**TASK REQUIREMENTS:**
Could the lines from the one with "like [(26, 88)]." through the end of the listing be restated exactly, with nothing else included?
# start of GIVEN DATA
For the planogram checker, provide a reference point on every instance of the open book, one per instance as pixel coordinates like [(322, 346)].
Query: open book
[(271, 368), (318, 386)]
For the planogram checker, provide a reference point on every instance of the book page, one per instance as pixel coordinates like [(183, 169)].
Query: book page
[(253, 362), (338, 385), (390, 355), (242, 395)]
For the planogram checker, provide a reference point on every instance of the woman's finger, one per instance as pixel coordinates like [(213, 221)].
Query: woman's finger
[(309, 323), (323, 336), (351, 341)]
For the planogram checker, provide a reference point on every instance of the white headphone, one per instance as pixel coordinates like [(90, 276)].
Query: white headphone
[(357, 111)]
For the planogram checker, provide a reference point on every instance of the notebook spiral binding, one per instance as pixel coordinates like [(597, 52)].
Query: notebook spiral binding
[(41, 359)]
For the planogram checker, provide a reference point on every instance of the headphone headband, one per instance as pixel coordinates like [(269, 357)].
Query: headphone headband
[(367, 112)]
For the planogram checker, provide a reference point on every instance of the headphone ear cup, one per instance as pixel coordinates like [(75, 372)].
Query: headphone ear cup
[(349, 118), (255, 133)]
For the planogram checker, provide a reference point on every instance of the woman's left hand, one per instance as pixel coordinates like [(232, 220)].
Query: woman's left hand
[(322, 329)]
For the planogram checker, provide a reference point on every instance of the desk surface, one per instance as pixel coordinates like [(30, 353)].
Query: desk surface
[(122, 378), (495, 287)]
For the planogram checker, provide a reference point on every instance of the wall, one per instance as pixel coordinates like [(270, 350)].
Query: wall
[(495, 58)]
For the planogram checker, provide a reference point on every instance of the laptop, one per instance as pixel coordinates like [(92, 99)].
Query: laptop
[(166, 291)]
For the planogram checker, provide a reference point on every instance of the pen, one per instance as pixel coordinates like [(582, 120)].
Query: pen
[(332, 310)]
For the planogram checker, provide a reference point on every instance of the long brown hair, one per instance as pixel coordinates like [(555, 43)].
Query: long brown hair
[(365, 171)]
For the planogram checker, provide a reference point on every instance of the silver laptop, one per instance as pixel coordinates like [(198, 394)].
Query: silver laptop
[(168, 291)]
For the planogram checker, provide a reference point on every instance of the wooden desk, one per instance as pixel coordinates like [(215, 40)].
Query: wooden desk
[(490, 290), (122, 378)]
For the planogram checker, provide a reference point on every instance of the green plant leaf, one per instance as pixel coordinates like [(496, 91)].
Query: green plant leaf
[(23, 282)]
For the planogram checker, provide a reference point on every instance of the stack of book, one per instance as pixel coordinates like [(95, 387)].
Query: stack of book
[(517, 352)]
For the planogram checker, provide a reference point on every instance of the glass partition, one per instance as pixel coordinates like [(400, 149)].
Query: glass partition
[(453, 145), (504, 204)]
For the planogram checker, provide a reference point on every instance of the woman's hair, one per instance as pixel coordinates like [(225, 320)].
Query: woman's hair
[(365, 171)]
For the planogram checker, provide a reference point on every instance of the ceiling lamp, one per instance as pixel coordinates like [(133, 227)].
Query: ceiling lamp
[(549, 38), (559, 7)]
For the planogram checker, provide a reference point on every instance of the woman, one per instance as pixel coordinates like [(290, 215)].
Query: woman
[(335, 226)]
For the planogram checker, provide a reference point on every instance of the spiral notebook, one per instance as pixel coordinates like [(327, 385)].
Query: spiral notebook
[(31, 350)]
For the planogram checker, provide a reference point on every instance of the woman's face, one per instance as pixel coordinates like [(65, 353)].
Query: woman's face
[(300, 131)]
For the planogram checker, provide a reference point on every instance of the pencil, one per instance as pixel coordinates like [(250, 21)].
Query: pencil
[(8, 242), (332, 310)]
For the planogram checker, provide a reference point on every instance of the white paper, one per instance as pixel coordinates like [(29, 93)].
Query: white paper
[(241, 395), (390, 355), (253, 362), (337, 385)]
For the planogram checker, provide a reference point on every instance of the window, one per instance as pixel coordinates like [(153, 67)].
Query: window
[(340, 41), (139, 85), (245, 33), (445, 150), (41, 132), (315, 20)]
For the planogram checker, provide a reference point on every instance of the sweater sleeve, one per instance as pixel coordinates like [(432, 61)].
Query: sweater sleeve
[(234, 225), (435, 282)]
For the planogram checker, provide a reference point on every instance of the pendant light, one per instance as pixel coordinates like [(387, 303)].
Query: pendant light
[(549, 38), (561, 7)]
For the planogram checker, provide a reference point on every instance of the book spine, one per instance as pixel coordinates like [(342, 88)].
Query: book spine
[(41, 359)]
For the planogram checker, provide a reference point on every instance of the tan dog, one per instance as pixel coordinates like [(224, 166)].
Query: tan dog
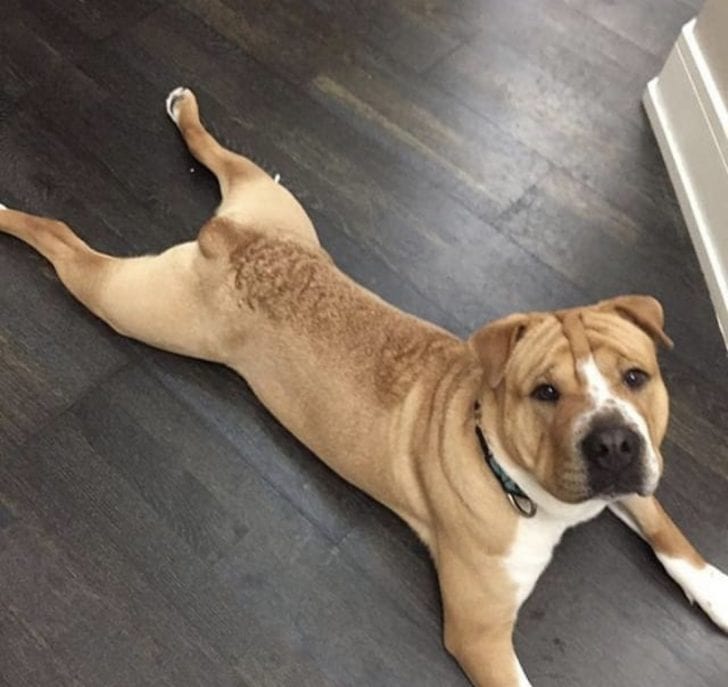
[(572, 403)]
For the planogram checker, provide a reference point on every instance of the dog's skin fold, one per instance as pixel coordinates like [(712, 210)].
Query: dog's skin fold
[(571, 402)]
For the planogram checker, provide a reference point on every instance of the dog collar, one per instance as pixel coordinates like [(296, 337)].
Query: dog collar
[(517, 497)]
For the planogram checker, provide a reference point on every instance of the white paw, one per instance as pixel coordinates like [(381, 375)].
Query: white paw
[(173, 100), (712, 596), (706, 586)]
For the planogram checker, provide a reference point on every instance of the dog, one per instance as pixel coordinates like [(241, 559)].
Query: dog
[(489, 448)]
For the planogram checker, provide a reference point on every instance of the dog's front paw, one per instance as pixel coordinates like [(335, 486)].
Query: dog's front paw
[(174, 100), (706, 586), (711, 595)]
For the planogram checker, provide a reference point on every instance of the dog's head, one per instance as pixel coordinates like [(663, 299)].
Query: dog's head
[(575, 397)]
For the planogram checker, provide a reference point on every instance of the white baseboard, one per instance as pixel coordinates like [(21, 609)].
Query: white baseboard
[(690, 122)]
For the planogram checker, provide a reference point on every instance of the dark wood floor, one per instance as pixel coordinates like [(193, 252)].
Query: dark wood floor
[(463, 158)]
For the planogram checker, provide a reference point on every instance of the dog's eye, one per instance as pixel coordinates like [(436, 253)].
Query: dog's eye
[(636, 378), (546, 392)]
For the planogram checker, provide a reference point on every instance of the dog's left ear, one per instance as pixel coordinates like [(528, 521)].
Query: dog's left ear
[(645, 311), (494, 343)]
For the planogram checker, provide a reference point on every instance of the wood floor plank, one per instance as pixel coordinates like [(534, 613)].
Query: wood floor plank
[(464, 160), (265, 594)]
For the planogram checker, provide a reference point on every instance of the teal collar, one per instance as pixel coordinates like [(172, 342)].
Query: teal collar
[(517, 497)]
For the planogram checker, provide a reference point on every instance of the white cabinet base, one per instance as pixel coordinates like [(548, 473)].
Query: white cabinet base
[(690, 122)]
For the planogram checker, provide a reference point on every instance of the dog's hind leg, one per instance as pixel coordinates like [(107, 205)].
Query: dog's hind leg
[(162, 300), (250, 196)]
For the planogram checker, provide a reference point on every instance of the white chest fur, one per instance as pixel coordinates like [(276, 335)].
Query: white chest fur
[(534, 544)]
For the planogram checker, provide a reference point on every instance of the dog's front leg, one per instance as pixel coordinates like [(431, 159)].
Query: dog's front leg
[(480, 608), (702, 583)]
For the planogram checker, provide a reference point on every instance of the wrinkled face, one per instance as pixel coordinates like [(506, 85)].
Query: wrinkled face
[(580, 402)]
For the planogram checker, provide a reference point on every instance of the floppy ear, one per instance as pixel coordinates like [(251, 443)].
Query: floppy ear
[(645, 311), (494, 343)]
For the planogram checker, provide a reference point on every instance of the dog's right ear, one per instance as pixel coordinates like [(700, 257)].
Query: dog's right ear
[(494, 343)]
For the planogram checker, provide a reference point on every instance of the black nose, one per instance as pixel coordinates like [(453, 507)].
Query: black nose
[(612, 449)]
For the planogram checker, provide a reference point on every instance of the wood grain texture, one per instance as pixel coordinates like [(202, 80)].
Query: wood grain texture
[(463, 159)]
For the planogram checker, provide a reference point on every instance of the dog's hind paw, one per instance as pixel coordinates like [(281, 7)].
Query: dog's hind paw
[(173, 101)]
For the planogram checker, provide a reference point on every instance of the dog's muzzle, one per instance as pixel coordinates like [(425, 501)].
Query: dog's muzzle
[(614, 457)]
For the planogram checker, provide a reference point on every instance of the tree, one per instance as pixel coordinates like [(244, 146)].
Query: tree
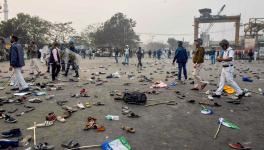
[(26, 27), (116, 32), (61, 32), (172, 43)]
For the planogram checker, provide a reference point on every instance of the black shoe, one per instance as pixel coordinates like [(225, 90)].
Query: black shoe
[(24, 90), (11, 133), (10, 119), (216, 96)]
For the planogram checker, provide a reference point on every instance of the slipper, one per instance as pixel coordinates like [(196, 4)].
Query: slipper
[(100, 128), (43, 146), (80, 105), (133, 115), (70, 144), (98, 104), (61, 119), (88, 105), (25, 141), (191, 101), (129, 129), (238, 146)]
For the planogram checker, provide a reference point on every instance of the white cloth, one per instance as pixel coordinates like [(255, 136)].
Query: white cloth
[(229, 53), (227, 75), (20, 79)]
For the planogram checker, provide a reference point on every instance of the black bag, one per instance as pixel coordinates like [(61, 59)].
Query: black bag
[(135, 98)]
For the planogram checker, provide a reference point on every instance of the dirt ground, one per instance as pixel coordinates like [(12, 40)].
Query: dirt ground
[(162, 127)]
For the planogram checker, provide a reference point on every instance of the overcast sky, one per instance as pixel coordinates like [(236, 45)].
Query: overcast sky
[(152, 16)]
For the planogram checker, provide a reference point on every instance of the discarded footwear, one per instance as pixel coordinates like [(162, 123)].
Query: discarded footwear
[(238, 146), (61, 119), (80, 105), (70, 144), (25, 141), (129, 129), (43, 146), (133, 115), (10, 119), (11, 133), (51, 117)]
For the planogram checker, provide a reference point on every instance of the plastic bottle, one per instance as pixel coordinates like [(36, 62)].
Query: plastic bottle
[(111, 117)]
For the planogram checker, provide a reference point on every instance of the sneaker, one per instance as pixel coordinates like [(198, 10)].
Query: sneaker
[(11, 133), (10, 119)]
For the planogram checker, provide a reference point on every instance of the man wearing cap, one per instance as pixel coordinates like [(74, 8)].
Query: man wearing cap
[(182, 58), (198, 60), (127, 55), (227, 61), (17, 62)]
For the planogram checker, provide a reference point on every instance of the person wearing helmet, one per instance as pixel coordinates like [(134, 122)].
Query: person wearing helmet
[(227, 61), (198, 60)]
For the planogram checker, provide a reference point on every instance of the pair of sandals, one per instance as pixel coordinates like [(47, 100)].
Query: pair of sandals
[(70, 144), (43, 146)]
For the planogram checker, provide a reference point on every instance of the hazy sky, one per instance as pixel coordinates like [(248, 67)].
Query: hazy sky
[(152, 16)]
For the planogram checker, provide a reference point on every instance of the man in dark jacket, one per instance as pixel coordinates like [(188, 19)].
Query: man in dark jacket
[(182, 58), (17, 62), (139, 54), (72, 62)]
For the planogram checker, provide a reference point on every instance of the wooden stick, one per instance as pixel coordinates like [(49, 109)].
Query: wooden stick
[(34, 133), (84, 147), (218, 130)]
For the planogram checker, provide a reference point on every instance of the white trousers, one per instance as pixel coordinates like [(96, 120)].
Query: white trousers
[(20, 79), (227, 75), (34, 65)]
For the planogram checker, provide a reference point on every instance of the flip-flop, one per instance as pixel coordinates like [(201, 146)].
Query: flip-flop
[(238, 146), (128, 129)]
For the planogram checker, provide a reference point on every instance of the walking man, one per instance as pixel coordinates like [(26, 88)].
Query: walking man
[(72, 61), (55, 61), (182, 58), (116, 54), (198, 60), (227, 73), (17, 62), (127, 55), (33, 55), (212, 56), (139, 54)]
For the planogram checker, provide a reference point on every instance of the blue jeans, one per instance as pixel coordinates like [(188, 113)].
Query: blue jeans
[(127, 59), (182, 66), (212, 59)]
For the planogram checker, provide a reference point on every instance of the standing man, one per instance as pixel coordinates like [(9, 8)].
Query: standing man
[(182, 58), (212, 56), (198, 60), (17, 62), (33, 55), (227, 71), (72, 61), (139, 54), (55, 61), (150, 52), (116, 54), (127, 55)]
# end of GIVEN DATA
**EXERCISE SOLUTION:**
For the planogram checker, provide a reference point on every instance of the walking man, one per instance as pixel coordinates like [(26, 88)].
Query: walking man
[(72, 61), (55, 61), (182, 58), (116, 54), (198, 60), (227, 73), (17, 62), (127, 55), (33, 55), (212, 56), (139, 54)]
For the planogram checker, provide a reference point on every instance of the blue jeans, one per instance as pixel coordinates like [(188, 113)].
Query: blue jeans
[(127, 59), (182, 66), (212, 59)]
For the planogram checker, provide a reference point on every instance of the standing man, one per instance as pixel coordinates like [(9, 8)].
Query: standing man
[(182, 58), (212, 56), (198, 60), (17, 62), (33, 55), (227, 71), (72, 61), (139, 54), (55, 61), (150, 52), (116, 54), (127, 55)]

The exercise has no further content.